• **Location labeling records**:
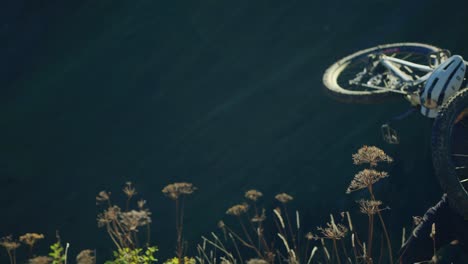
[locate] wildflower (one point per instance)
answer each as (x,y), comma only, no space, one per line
(369,207)
(256,261)
(221,224)
(41,260)
(238,209)
(141,204)
(333,231)
(259,218)
(102,197)
(253,195)
(417,220)
(365,178)
(86,257)
(30,238)
(8,243)
(309,236)
(174,190)
(109,215)
(371,155)
(129,190)
(284,198)
(133,219)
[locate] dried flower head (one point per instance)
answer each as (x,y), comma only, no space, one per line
(369,207)
(371,155)
(134,219)
(102,197)
(41,260)
(259,218)
(129,190)
(109,215)
(221,225)
(141,204)
(284,198)
(253,195)
(30,238)
(86,257)
(8,243)
(238,209)
(417,220)
(174,190)
(309,236)
(365,178)
(333,231)
(257,261)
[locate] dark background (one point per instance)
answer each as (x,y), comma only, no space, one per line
(224,94)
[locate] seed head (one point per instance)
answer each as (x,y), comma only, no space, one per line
(371,155)
(109,215)
(336,232)
(8,243)
(41,260)
(174,190)
(253,195)
(86,257)
(365,178)
(30,238)
(417,220)
(133,219)
(102,197)
(310,236)
(257,261)
(369,207)
(141,204)
(259,218)
(238,209)
(284,198)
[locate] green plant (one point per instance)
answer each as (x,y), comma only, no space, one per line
(10,246)
(134,256)
(177,191)
(186,260)
(58,253)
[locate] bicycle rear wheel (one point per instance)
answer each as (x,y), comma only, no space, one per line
(450,150)
(343,79)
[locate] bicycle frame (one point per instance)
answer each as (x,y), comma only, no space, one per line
(391,64)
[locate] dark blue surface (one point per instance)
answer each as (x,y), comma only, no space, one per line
(227,96)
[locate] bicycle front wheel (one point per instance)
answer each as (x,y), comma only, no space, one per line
(450,150)
(346,79)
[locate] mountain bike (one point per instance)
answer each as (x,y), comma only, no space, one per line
(431,79)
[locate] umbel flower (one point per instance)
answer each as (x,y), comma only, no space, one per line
(369,207)
(134,219)
(174,190)
(333,231)
(284,198)
(238,209)
(371,155)
(8,243)
(253,195)
(365,178)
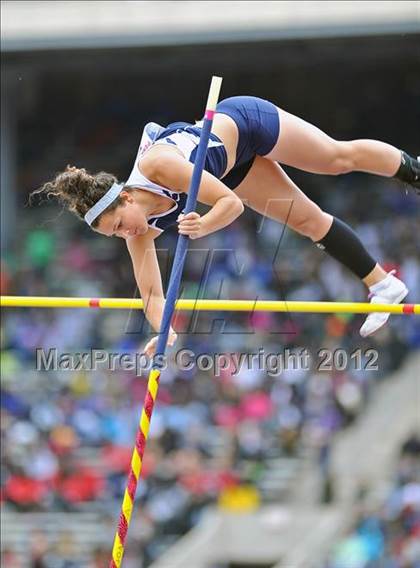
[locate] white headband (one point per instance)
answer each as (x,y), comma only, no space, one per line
(105,201)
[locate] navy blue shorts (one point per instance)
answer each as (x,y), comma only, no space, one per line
(259,127)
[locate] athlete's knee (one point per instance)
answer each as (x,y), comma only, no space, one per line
(313,224)
(343,158)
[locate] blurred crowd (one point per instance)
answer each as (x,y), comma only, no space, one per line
(387,535)
(67,436)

• **Exercise objective**: Reproduce word for word every line from the one containing "[locate] athlete's knee" through the final line of the items.

• **Exercise result**:
[locate] athlete's knee (one point per instance)
answer each as (x,y), comma only, no space, one per line
(313,224)
(343,158)
[locate] blurred crowd (one point per instance)
answer each as (x,y), comma only, no space, one per line
(387,535)
(67,436)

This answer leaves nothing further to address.